* _Work required_: Find each line in the records below that contains the word "field", and copy all of those lines.

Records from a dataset
**********

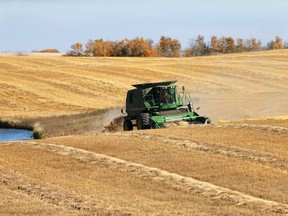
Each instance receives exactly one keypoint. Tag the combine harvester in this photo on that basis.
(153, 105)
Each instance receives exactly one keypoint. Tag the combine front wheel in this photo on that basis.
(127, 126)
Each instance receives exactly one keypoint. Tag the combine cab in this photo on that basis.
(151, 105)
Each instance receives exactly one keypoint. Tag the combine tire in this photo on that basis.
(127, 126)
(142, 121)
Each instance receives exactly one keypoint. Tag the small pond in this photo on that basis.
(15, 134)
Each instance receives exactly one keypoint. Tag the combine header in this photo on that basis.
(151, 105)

**********

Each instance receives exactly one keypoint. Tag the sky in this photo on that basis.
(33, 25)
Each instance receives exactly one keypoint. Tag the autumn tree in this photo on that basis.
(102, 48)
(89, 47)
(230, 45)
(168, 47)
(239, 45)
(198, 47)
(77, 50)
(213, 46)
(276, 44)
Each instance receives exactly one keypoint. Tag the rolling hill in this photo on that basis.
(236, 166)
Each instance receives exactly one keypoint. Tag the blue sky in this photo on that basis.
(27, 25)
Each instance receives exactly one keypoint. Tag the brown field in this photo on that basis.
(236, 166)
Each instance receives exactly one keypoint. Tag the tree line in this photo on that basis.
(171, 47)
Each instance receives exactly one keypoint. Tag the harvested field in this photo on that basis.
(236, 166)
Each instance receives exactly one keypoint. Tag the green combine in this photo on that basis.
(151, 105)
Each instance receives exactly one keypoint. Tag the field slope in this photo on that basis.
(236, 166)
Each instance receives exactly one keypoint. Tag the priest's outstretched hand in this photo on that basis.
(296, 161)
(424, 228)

**********

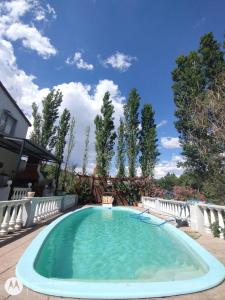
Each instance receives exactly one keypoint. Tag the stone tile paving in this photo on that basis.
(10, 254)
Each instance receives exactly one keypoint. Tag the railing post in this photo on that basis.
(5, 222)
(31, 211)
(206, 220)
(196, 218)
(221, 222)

**********

* _Correct output_:
Each instance receives exactly one keypoint. Tag the brown field in this photo on that basis.
Each instance receives exactly one keypoint. Tag the harvested field in this photo on that basis.
Each instance receives exactly one keypoint. Tag the field slope in this photo on that basis.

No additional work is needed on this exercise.